> Task requirements
If a line in the records below contains the word "positive", copy it out.

> Items listed in a dataset
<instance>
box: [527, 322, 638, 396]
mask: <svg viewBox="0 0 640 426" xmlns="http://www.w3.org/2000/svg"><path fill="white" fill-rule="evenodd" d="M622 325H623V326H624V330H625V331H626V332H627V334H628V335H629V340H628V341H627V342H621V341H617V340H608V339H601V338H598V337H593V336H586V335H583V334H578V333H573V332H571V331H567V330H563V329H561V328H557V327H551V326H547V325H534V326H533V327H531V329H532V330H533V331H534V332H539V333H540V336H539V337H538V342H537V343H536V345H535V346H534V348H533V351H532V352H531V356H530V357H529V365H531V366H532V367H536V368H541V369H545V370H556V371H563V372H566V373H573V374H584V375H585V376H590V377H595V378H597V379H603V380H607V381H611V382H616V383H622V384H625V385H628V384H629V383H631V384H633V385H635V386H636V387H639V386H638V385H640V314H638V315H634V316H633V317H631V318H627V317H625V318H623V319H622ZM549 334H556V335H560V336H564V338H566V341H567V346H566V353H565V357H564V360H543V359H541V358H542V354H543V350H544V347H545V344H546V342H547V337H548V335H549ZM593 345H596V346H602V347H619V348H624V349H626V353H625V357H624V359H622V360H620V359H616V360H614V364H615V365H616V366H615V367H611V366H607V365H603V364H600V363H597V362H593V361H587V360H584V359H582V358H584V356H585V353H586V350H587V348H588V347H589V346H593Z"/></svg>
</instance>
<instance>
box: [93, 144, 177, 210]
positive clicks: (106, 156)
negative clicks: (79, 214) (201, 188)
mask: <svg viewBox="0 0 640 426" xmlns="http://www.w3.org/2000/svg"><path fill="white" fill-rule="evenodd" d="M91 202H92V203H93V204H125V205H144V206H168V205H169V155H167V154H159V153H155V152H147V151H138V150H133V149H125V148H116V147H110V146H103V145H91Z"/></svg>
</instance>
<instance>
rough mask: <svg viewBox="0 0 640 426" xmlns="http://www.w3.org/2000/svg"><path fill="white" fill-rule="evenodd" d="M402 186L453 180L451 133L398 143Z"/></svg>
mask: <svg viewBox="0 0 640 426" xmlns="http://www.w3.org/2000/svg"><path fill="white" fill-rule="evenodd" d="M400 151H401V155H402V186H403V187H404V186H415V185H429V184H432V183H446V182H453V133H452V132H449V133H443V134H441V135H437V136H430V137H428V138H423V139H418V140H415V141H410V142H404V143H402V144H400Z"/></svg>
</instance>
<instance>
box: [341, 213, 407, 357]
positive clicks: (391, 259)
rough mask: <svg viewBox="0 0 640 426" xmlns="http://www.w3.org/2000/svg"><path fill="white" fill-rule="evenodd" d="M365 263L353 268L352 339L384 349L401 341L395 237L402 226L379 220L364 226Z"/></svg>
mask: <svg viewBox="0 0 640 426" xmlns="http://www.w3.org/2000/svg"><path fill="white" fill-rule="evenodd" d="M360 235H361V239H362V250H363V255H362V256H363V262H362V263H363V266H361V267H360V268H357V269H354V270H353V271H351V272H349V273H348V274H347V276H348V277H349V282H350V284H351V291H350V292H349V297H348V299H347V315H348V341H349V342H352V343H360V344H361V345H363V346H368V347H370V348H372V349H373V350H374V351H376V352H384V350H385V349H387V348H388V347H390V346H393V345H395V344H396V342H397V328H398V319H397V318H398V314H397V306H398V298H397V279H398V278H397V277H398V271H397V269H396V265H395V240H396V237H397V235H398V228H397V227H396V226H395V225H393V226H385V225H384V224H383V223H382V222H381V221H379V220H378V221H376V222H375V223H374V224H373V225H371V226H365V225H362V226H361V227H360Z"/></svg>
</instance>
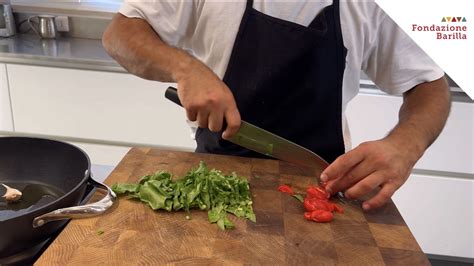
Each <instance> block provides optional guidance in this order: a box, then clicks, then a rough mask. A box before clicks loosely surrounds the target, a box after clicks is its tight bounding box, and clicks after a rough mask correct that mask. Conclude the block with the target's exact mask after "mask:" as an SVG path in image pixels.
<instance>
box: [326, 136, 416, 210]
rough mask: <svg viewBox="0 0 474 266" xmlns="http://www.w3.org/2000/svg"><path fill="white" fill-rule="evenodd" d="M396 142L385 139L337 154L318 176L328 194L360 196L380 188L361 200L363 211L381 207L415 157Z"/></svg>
mask: <svg viewBox="0 0 474 266" xmlns="http://www.w3.org/2000/svg"><path fill="white" fill-rule="evenodd" d="M403 147H404V145H403V144H402V143H400V142H399V141H395V140H393V139H390V138H385V139H382V140H377V141H369V142H365V143H362V144H360V145H359V146H358V147H356V148H355V149H353V150H351V151H349V152H347V153H346V154H343V155H341V156H339V157H338V158H337V159H336V160H335V161H334V162H333V163H332V164H331V165H329V166H328V167H327V168H326V169H325V170H324V172H323V173H322V175H321V178H322V180H323V181H326V182H327V186H326V189H327V190H328V192H330V193H331V194H334V193H336V192H339V191H344V195H345V197H347V198H348V199H360V198H362V197H364V196H366V195H369V194H370V193H371V192H373V191H374V190H375V189H377V188H378V187H380V190H379V191H378V192H377V193H376V194H375V196H373V197H372V198H370V199H368V200H366V201H364V202H363V204H362V207H363V209H364V210H369V209H375V208H378V207H381V206H382V205H384V204H385V203H387V201H388V200H389V199H390V198H391V197H392V195H393V194H394V193H395V191H396V190H397V189H398V188H400V186H401V185H403V183H405V181H406V180H407V179H408V176H409V175H410V172H411V170H412V168H413V166H414V164H415V162H416V161H417V159H418V158H419V156H416V155H415V156H414V155H413V154H408V153H409V152H407V150H408V149H404V148H403Z"/></svg>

> Solution for this task
positive clicks: (106, 156)
positive clicks: (391, 259)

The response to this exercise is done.